[[ DATA RECORDS, beginning ]]

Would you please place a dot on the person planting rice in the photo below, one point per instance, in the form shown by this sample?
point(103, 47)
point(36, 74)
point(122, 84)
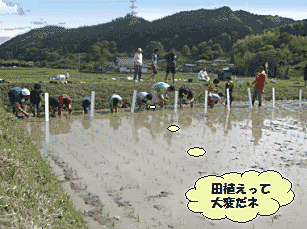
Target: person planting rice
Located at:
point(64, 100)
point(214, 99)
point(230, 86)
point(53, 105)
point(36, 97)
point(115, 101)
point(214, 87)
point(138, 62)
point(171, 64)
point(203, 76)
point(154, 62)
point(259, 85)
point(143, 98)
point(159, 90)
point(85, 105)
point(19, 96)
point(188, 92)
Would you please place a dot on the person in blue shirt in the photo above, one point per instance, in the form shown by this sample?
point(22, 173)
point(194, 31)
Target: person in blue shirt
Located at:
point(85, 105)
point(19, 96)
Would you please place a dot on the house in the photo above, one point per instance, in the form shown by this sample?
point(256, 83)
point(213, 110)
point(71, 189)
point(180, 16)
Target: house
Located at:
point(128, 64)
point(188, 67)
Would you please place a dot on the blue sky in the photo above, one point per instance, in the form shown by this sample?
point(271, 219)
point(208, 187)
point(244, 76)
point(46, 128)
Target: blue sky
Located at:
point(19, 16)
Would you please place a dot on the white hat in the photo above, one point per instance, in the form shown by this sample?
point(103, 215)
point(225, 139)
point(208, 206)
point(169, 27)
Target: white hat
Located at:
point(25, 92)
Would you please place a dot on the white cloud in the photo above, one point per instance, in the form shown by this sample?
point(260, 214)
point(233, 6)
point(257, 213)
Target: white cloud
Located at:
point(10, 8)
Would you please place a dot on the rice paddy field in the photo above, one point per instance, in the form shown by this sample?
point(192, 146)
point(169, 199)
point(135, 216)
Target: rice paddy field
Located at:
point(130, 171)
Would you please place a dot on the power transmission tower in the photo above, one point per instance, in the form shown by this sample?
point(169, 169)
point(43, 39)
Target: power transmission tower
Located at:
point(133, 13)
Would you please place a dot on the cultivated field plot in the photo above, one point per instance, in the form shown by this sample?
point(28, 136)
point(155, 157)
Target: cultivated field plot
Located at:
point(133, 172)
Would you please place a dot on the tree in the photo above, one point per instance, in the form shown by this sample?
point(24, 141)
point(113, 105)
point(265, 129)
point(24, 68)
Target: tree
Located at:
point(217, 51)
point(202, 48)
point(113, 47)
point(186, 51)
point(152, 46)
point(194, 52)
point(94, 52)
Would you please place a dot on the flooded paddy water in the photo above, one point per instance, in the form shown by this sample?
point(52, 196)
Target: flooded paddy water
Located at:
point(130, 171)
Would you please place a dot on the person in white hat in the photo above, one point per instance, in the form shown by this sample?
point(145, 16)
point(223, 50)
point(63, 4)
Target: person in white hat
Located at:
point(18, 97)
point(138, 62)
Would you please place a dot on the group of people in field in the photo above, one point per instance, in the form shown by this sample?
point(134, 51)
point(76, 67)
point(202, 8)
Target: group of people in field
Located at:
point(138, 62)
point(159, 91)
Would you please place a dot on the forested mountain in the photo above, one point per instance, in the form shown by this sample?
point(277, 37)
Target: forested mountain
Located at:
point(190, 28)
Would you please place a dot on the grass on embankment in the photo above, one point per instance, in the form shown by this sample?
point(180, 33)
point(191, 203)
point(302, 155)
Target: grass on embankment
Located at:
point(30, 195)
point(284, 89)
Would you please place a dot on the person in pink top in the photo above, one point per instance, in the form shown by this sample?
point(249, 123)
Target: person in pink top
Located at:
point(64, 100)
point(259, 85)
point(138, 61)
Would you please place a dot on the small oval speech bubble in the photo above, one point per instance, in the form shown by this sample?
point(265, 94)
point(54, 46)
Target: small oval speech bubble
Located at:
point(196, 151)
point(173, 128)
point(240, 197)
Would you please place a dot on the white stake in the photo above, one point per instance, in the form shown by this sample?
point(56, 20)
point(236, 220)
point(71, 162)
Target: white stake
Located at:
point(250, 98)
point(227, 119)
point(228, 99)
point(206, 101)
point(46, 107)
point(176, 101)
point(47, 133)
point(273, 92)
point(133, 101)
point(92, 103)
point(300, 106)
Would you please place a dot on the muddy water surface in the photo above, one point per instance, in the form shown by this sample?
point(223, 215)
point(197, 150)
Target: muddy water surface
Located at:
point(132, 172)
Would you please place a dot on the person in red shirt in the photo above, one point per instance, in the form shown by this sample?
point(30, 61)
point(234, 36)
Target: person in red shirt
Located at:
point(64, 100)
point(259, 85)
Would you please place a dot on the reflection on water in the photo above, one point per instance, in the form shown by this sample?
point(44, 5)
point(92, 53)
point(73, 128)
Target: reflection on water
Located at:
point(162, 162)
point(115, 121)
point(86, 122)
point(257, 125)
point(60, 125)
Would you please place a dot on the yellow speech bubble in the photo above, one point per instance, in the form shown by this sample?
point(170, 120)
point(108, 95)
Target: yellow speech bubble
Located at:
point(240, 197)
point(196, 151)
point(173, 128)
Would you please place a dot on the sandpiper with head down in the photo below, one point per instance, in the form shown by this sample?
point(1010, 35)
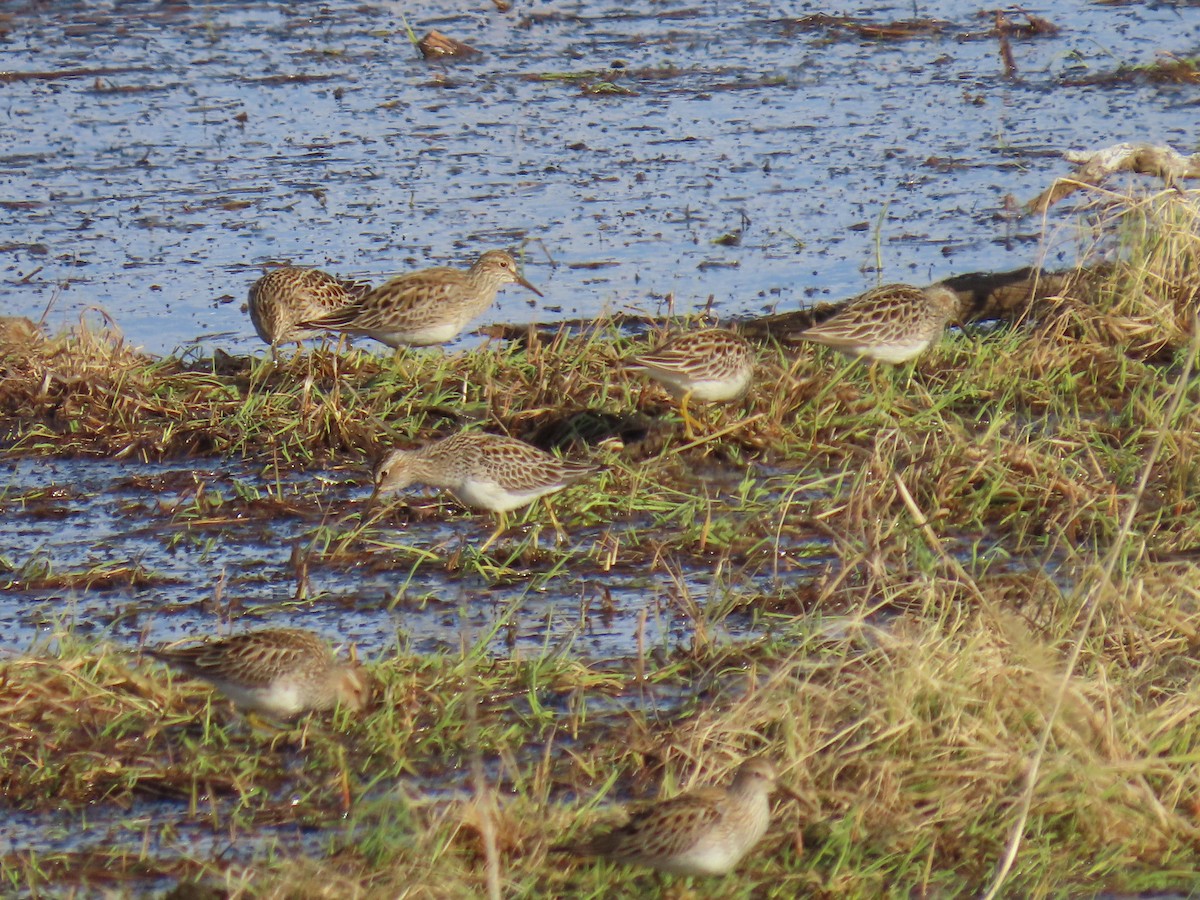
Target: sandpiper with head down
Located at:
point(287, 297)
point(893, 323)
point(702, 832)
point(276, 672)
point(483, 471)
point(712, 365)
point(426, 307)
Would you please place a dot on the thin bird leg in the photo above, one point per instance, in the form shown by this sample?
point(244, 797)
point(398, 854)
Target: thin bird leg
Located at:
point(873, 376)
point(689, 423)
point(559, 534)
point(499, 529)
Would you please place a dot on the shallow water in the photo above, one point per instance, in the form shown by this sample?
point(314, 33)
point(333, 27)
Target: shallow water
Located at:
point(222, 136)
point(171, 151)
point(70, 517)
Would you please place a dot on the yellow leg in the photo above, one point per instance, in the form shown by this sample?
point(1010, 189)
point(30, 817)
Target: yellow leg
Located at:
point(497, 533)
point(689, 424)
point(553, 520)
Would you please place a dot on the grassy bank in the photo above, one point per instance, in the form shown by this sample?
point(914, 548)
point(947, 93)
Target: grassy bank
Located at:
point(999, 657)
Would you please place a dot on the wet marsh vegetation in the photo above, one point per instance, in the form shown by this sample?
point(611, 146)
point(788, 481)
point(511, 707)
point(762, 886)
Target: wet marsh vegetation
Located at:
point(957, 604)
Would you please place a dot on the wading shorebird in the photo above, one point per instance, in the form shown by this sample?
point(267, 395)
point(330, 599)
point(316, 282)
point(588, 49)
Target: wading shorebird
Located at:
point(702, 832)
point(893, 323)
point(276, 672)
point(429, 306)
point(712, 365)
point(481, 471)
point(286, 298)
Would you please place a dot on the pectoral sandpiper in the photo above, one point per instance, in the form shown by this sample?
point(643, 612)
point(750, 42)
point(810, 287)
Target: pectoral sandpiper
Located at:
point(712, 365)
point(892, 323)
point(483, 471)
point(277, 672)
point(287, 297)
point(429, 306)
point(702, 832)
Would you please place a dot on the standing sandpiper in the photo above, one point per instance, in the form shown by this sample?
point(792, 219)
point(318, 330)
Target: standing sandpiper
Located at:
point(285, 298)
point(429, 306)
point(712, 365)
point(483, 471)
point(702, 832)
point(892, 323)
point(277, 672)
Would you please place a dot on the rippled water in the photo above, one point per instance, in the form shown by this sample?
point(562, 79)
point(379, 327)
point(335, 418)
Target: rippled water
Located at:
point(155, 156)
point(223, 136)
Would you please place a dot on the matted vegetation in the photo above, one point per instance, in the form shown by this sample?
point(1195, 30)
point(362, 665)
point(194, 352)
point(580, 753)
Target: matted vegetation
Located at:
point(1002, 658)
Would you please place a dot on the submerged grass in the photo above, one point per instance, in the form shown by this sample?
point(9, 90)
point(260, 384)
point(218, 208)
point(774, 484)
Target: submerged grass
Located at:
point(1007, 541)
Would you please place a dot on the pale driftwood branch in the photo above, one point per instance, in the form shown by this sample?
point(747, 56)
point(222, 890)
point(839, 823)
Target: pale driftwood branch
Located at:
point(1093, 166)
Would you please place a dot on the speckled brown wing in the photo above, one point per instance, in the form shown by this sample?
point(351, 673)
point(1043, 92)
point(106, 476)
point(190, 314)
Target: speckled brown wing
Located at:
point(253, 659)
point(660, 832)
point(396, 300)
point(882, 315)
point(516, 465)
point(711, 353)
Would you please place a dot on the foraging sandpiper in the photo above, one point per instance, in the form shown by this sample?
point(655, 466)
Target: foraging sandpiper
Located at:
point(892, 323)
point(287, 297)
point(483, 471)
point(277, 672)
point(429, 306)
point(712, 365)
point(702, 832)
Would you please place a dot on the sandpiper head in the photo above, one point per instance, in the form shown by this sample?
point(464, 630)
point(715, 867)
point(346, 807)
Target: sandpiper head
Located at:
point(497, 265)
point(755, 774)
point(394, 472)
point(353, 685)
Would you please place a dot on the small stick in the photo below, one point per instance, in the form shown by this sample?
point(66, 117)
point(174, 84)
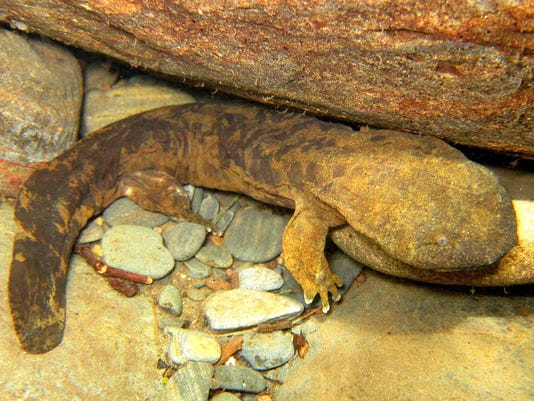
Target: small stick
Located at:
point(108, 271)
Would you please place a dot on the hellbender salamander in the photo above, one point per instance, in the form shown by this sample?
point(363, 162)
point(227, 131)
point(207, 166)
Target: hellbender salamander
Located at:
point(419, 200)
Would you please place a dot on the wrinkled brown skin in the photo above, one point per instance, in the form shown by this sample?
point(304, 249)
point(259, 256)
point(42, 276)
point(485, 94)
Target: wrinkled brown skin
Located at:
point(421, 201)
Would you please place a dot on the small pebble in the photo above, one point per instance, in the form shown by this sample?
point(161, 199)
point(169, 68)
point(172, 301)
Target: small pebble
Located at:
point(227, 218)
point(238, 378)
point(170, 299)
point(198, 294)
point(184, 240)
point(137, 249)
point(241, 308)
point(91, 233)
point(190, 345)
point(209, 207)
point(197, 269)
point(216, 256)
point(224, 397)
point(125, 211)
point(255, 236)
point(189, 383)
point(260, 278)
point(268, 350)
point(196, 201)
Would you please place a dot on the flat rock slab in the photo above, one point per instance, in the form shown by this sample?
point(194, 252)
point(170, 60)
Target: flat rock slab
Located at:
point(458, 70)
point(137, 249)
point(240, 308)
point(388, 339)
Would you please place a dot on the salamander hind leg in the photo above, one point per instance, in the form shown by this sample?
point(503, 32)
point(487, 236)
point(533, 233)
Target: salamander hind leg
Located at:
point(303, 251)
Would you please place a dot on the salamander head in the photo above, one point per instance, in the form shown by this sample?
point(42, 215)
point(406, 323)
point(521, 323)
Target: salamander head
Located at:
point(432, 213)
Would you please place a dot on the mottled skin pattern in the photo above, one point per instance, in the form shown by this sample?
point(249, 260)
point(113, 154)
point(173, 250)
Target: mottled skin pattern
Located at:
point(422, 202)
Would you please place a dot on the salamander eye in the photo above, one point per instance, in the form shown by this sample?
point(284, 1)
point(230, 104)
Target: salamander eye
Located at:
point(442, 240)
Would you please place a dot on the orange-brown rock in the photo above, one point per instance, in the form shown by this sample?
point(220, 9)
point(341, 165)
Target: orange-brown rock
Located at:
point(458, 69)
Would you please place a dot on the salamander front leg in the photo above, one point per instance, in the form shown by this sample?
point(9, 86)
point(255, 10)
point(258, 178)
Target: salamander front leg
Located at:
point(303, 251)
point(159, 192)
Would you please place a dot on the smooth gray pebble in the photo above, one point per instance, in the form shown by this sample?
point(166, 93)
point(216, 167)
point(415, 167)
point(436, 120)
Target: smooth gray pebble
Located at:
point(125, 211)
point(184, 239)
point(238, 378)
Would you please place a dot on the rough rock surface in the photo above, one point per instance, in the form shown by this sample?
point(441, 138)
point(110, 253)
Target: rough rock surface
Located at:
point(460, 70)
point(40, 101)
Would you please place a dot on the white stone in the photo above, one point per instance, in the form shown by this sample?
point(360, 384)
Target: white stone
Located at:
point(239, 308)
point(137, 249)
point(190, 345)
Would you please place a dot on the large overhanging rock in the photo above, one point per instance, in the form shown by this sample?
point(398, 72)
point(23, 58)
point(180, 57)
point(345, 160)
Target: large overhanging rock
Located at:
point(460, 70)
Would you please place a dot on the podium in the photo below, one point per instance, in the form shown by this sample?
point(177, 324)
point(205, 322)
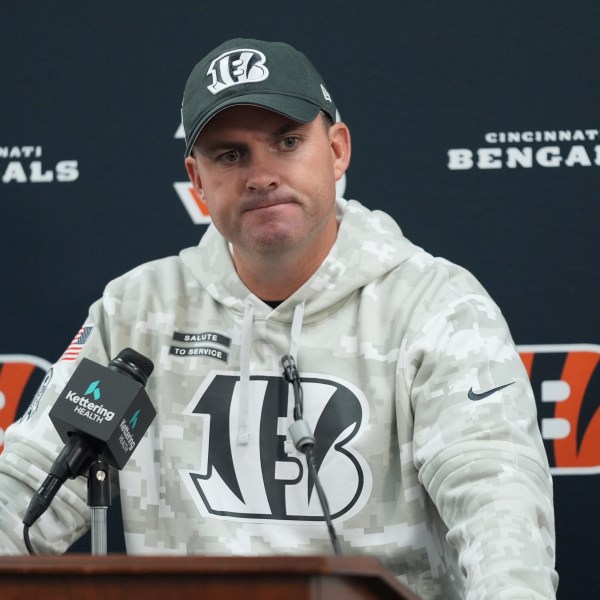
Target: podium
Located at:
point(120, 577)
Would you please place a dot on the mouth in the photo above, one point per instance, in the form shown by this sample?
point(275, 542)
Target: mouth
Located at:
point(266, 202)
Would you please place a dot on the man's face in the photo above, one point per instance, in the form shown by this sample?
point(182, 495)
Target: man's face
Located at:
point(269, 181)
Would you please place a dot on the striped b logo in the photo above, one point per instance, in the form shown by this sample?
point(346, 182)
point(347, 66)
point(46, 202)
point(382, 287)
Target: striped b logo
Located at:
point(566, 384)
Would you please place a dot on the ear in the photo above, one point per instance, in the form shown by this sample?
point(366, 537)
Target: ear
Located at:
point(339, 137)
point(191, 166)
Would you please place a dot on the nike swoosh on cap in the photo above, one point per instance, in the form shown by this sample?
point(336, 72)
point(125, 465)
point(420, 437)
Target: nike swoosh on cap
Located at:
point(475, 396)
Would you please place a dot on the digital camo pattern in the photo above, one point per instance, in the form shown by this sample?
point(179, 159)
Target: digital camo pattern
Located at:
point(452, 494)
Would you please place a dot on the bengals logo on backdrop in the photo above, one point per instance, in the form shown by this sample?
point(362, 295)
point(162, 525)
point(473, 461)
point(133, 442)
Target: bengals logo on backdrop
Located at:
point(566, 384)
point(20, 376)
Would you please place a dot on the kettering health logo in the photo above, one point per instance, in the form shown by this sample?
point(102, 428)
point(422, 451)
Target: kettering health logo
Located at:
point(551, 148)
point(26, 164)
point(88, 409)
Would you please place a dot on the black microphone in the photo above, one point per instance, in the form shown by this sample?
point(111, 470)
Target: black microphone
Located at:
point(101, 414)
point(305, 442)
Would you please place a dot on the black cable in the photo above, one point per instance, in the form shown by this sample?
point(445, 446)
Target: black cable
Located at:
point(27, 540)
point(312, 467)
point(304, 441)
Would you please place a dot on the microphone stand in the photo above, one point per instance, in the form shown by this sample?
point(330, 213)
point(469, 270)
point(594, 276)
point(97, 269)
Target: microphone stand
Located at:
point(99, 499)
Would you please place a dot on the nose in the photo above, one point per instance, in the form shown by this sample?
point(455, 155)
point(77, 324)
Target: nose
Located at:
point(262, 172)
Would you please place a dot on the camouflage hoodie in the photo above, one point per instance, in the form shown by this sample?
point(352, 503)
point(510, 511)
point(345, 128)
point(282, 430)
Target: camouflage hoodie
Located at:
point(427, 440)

[[ DATA RECORDS, end ]]

#### EXERCISE PROMPT
Wherever the word "wing" appears in the entries above, copy that line.

#### RESULT OF THE EXERCISE
Would you please place a dot on the speckled brown wing in the photo above, one point per instance, in the form shown by this sample?
Target: speckled brown wing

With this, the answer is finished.